§ **TAREA PLANTEADA A**:
Reescribe solo las filas, desde la que contiene "Where can you see the brown" hasta la que contiene "point(222, 278)", ambas incluidas, renombrando "tail feather" como "tail plume" y dejando todo lo demás sin cambios.

§ **FRAGMENTO SELECCIONADO**:
________________________

# parlante americano atk audiotek



## soneromegaconcierto (Nov 2, 2011)

hola amigos necesito su ayuda tengo un parlante americano que me regalaron es marca atk audiotek es de 700 watts. de 4" el parlante pesa bastantico el iman es grande.la pregunta es porque este parlante americano de 700watts cuando lo coloco en una caja cervin wega para los bajos no suena muy bien, el parlante parece que ya fue reparado ¿vale la pena arreglar ese parlante o no vale la pena? ya que la idea es colocarlo con otros tres que tengo  de 1200watt que por cierto son chinos pero suenan muy bien.


----------



## ranaway (Nov 3, 2011)

4 pulgadas me imagino que sera la bobina.. posiblemente sea un rango medio o no sea compatible con el cajon que utilizas, seria bueno que saques los parametros TyS y veas si hay alguna inconsistencia, ahi vas a saber si el parlantes esta dañado o es asi de malo.
Espero te ayude, saludos!


----------



## soneromegaconcierto (Nov 3, 2011)

gracias por la respuesta. si el parlante tiene 4" de bobina, el parlante es regalado se ve que ya fue reparado pero lo que alcanzo a ver puede ser que la araña esta muy hacia abajo y la suspension se ve un poquito deteriorada.puede ser que la bobina alla quedado muy abajo y por lo tanto no este haciendo un correcto movimiento.la pregunta es  si vale la pena gastar en la reparacion de este parlante o si tirarlo y comprar uno nuevo. porque el uso que le voy  a dar es exigente.ya que los otros tres parlantes de los bajos son de 1200watts.


----------



## aldemarar (Nov 6, 2011)

soneromegaconcierto dijo:


> gracias por la respuesta. si el parlante tiene 4" de bobina, el parlante es regalado se ve que ya fue reparado pero lo que alcanzo a ver puede ser que la araña esta muy hacia abajo y la suspension se ve un poquito deteriorada.puede ser que la bobina alla quedado muy abajo y por lo tanto no este haciendo un correcto movimiento.la pregunta es  si vale la pena gastar en la reparacion de este parlante o si tirarlo y comprar uno nuevo. porque el uso que le voy  a dar es exigente.ya que los otros tres parlantes de los bajos son de 1200watts.



por que no subes una foto de ese parlante


----------

________________________

§ **TAREA PLANTEADA B**:
Reproduce sin cambios el pasaje del hilo sobre el parlante americano que va desde "hola amigos necesito" hasta "ranaway (Nov 3, 2011)".

________________________

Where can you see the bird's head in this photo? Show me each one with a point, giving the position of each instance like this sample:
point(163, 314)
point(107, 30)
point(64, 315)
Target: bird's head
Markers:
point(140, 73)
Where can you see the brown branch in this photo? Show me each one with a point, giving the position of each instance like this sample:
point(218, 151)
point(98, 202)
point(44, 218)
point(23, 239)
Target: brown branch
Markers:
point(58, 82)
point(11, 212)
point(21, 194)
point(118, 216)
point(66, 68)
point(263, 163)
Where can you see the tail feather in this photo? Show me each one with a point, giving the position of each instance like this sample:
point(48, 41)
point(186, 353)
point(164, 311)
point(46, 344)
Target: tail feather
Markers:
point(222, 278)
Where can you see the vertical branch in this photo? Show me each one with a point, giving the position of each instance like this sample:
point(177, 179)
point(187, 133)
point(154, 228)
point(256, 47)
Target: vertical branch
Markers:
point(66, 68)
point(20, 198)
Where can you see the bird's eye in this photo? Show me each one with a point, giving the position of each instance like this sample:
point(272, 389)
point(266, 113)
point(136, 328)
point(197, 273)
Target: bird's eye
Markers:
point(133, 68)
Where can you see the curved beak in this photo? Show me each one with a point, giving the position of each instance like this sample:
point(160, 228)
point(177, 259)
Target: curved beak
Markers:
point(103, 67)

________________________

§ **SOLUCIÓN A**:
Where can you see the brown branch in this photo? Show me each one with a point, giving the position of each instance like this sample:
point(218, 151)
point(98, 202)
point(44, 218)
point(23, 239)
Target: brown branch
Markers:
point(58, 82)
point(11, 212)
point(21, 194)
point(118, 216)
point(66, 68)
point(263, 163)
Where can you see the tail plume in this photo? Show me each one with a point, giving the position of each instance like this sample:
point(48, 41)
point(186, 353)
point(164, 311)
point(46, 344)
Target: tail plume
Markers:
point(222, 278)

§ **SOLUCIÓN B**:
hola amigos necesito su ayuda tengo un parlante americano que me regalaron es marca atk audiotek es de 700 watts. de 4" el parlante pesa bastantico el iman es grande.la pregunta es porque este parlante americano de 700watts cuando lo coloco en una caja cervin wega para los bajos no suena muy bien, el parlante parece que ya fue reparado ¿vale la pena arreglar ese parlante o no vale la pena? ya que la idea es colocarlo con otros tres que tengo  de 1200watt que por cierto son chinos pero suenan muy bien.


----------



## ranaway (Nov 3, 2011)